** DATA EXCERPTS follows **
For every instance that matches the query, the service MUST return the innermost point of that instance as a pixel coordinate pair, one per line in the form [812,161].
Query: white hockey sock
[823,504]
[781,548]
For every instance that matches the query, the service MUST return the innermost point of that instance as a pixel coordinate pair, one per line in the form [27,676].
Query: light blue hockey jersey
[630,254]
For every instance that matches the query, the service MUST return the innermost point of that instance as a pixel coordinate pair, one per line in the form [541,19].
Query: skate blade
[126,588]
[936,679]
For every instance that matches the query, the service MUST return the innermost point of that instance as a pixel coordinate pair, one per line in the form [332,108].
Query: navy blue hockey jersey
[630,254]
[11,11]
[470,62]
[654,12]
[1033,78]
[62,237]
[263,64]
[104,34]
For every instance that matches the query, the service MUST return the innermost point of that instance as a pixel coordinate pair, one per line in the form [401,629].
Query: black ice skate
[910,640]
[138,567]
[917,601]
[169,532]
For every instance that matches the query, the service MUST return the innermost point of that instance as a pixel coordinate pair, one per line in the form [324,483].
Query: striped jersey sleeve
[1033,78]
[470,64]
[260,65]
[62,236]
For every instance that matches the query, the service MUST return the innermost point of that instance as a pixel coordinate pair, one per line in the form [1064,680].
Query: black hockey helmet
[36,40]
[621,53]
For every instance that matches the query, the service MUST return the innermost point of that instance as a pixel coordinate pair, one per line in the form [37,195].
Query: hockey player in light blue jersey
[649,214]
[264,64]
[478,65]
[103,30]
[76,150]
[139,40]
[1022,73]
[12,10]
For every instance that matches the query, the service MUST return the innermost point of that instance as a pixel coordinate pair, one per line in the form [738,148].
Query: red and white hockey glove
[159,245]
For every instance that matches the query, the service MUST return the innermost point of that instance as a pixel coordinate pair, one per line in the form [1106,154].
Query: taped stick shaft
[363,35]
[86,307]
** End of DATA EXCERPTS **
* [PROBLEM REQUIREMENTS]
Set down only the lines from the line with "Query: striped jersey sleeve" through the last line of the data above, keeping both the first and the last.

* [WRITTEN ANSWER]
Query: striped jersey sleeve
[1033,78]
[470,64]
[260,65]
[62,236]
For every instance that matches the query, the service MUST return the innermost point of that instance as a pixel coordinate pair, one per line in the form [1064,680].
Query: black hockey helmet
[36,40]
[621,53]
For every instance that matches the query, the service MUST return the innermost point of that instance as a pixel coordinate pair, one per line in the form [37,195].
Query: hockey player in light blue jersey
[649,214]
[264,64]
[478,65]
[103,30]
[76,150]
[139,40]
[1022,73]
[12,10]
For every instance that matches the query, the service MUST return the innermost point of that instance as a pixel coordinate pair, one per line in the form [738,148].
Query: red and white hockey glove
[159,245]
For every instance that matches the query, the service MUST return the innermost point of that instance as a pixel coordinate pair, one per line in the form [1106,154].
Query: taped stick shaft
[363,35]
[86,307]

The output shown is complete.